### What is needed:
Reproduce the entries verbatim, starting at the line that contains "Segment every instance of the black" and continuing through the last of the entries, both ends included.

### Records supplied:

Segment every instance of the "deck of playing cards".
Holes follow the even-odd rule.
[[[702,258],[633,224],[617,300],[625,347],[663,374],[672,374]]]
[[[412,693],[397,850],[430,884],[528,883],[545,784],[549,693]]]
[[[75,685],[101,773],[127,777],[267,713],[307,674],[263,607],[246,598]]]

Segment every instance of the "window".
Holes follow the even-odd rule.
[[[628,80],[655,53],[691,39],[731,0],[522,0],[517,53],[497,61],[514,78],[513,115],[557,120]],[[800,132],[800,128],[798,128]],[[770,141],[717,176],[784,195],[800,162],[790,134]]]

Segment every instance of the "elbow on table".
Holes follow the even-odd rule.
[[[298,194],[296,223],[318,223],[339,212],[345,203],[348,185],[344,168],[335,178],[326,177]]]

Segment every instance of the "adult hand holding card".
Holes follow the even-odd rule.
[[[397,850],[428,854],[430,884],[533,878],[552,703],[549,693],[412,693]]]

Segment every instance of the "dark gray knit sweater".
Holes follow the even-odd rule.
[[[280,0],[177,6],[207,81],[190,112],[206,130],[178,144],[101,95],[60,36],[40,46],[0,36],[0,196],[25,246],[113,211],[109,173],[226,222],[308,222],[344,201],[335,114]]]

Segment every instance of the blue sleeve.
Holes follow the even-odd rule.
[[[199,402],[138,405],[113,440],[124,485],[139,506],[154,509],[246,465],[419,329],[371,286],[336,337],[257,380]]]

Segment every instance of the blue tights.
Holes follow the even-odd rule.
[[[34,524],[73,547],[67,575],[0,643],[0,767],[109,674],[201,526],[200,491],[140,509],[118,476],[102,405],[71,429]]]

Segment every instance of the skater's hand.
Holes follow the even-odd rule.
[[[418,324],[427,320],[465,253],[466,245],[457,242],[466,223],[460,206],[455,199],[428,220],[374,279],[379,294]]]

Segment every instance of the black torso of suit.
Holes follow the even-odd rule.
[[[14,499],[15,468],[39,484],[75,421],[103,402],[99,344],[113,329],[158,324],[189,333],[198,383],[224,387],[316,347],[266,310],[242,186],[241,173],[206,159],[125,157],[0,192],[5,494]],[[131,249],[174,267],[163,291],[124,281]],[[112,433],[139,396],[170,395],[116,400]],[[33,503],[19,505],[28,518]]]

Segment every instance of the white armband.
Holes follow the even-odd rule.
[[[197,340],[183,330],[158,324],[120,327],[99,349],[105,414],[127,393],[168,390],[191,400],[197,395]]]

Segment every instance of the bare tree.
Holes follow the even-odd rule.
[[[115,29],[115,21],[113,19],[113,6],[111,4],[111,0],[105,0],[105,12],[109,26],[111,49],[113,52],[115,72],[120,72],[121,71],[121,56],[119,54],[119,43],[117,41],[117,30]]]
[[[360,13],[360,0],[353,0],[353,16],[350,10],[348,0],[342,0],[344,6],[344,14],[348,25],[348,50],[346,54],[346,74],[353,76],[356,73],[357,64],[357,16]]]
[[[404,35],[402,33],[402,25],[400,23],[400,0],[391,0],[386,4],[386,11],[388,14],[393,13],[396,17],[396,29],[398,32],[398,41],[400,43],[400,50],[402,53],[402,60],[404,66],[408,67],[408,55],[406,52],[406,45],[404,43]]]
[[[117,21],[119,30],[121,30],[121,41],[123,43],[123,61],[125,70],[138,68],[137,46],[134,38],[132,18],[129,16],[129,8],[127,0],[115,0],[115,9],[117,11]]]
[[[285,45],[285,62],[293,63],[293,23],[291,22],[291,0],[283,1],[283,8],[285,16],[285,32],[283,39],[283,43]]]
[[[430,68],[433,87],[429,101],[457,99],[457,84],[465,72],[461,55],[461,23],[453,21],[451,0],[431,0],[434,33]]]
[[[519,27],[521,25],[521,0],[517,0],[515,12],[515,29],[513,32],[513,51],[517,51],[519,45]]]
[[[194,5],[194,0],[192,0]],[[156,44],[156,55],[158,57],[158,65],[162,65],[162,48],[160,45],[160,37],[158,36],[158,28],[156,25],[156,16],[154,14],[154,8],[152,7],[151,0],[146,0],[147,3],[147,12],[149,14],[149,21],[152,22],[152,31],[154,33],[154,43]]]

### Exercise output:
Segment every instance of the black torso of suit.
Holes follow the even-odd rule.
[[[14,499],[15,468],[39,484],[75,421],[103,402],[99,344],[113,329],[158,324],[189,333],[198,383],[224,387],[316,347],[266,310],[242,186],[241,173],[206,159],[125,157],[0,192],[5,494]],[[131,249],[174,267],[163,291],[124,281]],[[112,433],[139,396],[170,395],[116,400]],[[33,503],[19,505],[28,518]]]

Segment every instance of the white armband.
Holes follow the even-odd rule.
[[[197,340],[183,330],[158,324],[120,327],[99,349],[105,414],[127,393],[168,390],[191,400],[197,395]]]

Segment every instance of the bare tree.
Holes follow the even-odd rule.
[[[115,29],[115,21],[113,19],[113,6],[111,4],[111,0],[105,0],[105,12],[109,26],[111,49],[113,52],[115,72],[120,72],[121,71],[121,56],[119,54],[119,43],[117,41],[117,30]]]
[[[360,13],[360,0],[353,0],[353,16],[350,10],[348,0],[342,0],[344,6],[344,14],[348,25],[348,50],[346,54],[346,74],[353,76],[356,73],[357,64],[357,16]]]
[[[404,35],[402,33],[402,25],[400,23],[400,0],[391,0],[386,4],[386,11],[388,14],[393,13],[396,17],[396,29],[398,32],[398,41],[400,43],[400,50],[402,53],[402,60],[404,66],[408,67],[408,55],[406,52],[406,45],[404,43]]]
[[[117,21],[119,30],[121,30],[121,41],[123,43],[123,61],[125,70],[138,68],[137,46],[134,38],[132,18],[129,16],[129,8],[127,0],[115,0],[115,9],[117,11]]]
[[[285,45],[285,62],[293,63],[293,23],[291,22],[291,0],[283,1],[283,8],[285,16],[285,32],[283,39],[283,43]]]
[[[430,68],[433,87],[429,101],[457,99],[457,84],[465,72],[461,55],[461,23],[453,21],[451,0],[431,0],[434,33]]]
[[[519,27],[521,25],[521,0],[517,0],[515,12],[515,29],[513,32],[513,51],[517,51],[519,45]]]
[[[194,5],[194,0],[192,0]],[[156,44],[156,55],[158,57],[158,65],[162,65],[162,48],[160,45],[160,37],[158,36],[158,28],[156,25],[156,16],[154,14],[154,8],[152,7],[151,0],[146,0],[147,3],[147,12],[149,14],[149,21],[152,22],[152,31],[154,33],[154,43]]]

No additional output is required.